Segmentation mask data
_ _ _ _ _

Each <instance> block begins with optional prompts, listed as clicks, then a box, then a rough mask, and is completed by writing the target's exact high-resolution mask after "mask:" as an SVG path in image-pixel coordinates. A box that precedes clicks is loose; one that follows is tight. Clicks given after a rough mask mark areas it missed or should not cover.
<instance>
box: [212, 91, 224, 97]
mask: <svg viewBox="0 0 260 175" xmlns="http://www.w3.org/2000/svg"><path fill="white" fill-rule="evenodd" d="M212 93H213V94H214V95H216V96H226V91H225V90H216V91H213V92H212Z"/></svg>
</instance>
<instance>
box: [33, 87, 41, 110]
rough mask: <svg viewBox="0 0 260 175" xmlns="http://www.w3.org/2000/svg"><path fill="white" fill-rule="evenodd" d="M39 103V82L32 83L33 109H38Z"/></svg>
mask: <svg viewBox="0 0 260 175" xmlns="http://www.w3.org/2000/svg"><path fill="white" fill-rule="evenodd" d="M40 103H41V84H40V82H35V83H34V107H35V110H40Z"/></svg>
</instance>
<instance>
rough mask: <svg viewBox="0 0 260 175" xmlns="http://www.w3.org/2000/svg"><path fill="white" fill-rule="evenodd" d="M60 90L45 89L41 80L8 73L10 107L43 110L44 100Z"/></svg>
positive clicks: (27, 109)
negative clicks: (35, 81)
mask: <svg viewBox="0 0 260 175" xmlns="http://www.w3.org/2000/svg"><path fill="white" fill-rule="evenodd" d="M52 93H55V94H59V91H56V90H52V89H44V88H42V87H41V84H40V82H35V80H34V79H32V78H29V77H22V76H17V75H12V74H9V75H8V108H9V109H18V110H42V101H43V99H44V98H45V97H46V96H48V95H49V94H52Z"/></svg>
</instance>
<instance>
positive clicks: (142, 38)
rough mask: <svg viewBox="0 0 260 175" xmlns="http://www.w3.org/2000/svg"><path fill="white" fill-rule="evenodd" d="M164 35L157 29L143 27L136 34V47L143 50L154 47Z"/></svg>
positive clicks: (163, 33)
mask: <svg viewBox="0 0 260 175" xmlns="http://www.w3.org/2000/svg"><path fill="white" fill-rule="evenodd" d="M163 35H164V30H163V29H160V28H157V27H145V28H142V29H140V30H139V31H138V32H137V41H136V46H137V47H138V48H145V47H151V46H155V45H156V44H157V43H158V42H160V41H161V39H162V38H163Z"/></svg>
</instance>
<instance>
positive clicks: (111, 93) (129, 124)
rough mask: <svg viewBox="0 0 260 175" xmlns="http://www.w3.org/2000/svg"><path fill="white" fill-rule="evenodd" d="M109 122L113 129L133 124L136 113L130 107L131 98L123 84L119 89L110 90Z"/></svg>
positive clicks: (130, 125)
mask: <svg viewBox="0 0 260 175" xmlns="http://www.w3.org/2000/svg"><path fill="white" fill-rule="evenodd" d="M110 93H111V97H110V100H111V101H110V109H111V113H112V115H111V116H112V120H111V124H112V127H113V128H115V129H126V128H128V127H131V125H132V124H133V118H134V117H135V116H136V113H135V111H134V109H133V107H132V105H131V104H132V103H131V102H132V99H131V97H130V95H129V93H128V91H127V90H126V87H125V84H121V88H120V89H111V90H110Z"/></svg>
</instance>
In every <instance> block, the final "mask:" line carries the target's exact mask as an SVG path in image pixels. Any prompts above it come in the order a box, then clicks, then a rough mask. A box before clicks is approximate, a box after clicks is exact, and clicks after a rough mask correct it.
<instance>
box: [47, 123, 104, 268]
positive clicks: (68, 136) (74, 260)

_ _ _ _ _

Prompt
Copy out every one of the lines above with no changes at all.

Answer for this exercise
Each <instance> block begins with optional prompts, listed as clicks, then a box, then a rough mask, and is completed by writing the target's exact high-resolution mask after "mask:" as an SVG path in image-pixel coordinates. A box that precedes clicks is loose; one that follows is tight. Clicks given after a rough mask mark areas it missed or should not cover.
<instance>
box: [212, 91, 224, 97]
mask: <svg viewBox="0 0 260 175" xmlns="http://www.w3.org/2000/svg"><path fill="white" fill-rule="evenodd" d="M212 93H213V94H214V95H216V96H226V91H225V90H216V91H213V92H212Z"/></svg>
</instance>
<instance>
box: [33, 87, 41, 110]
rough mask: <svg viewBox="0 0 260 175" xmlns="http://www.w3.org/2000/svg"><path fill="white" fill-rule="evenodd" d="M39 103V82L32 83L33 109H38Z"/></svg>
mask: <svg viewBox="0 0 260 175" xmlns="http://www.w3.org/2000/svg"><path fill="white" fill-rule="evenodd" d="M40 103H41V84H40V82H35V83H34V107H35V110H40Z"/></svg>
</instance>
<instance>
rough mask: <svg viewBox="0 0 260 175" xmlns="http://www.w3.org/2000/svg"><path fill="white" fill-rule="evenodd" d="M60 90L45 89L41 80L8 73L10 107L43 110L44 100Z"/></svg>
positive clicks: (27, 109)
negative clicks: (35, 81)
mask: <svg viewBox="0 0 260 175" xmlns="http://www.w3.org/2000/svg"><path fill="white" fill-rule="evenodd" d="M52 93H55V94H59V91H56V90H52V89H44V88H42V87H41V84H40V82H35V80H34V79H32V78H29V77H22V76H17V75H12V74H9V75H8V108H9V109H18V110H42V101H43V99H44V98H45V97H46V96H48V95H49V94H52Z"/></svg>
</instance>
<instance>
positive clicks: (142, 38)
rough mask: <svg viewBox="0 0 260 175" xmlns="http://www.w3.org/2000/svg"><path fill="white" fill-rule="evenodd" d="M164 35L157 29L143 27L136 34V47L143 50L154 47Z"/></svg>
positive clicks: (163, 33)
mask: <svg viewBox="0 0 260 175" xmlns="http://www.w3.org/2000/svg"><path fill="white" fill-rule="evenodd" d="M163 35H164V30H163V29H160V28H157V27H145V28H142V29H140V30H139V31H138V32H137V41H136V46H137V47H138V48H145V47H151V46H155V45H156V44H157V43H158V42H160V41H161V39H162V38H163Z"/></svg>
</instance>
<instance>
positive clicks: (111, 93) (129, 124)
rough mask: <svg viewBox="0 0 260 175" xmlns="http://www.w3.org/2000/svg"><path fill="white" fill-rule="evenodd" d="M109 122L113 129L133 124L136 113L130 107L131 98L123 84L119 89L110 90Z"/></svg>
positive clicks: (130, 125)
mask: <svg viewBox="0 0 260 175" xmlns="http://www.w3.org/2000/svg"><path fill="white" fill-rule="evenodd" d="M110 93H111V97H110V100H111V101H110V109H111V113H112V115H111V116H112V120H111V124H112V127H113V128H115V129H126V128H128V127H131V125H132V124H133V118H134V117H135V116H136V113H135V111H134V109H133V107H132V105H131V104H132V103H131V102H132V99H131V97H130V95H129V93H128V91H127V90H126V87H125V84H121V88H120V89H111V90H110Z"/></svg>
</instance>
In every <instance> block, the final "mask:" line carries the target's exact mask as an SVG path in image pixels. Any prompts above it come in the order a box, then clicks, then a rough mask. A box before clicks is approximate, a box after clicks is exact, and clicks after a rough mask correct it.
<instance>
box: [47, 123, 104, 268]
positive clicks: (68, 136) (74, 260)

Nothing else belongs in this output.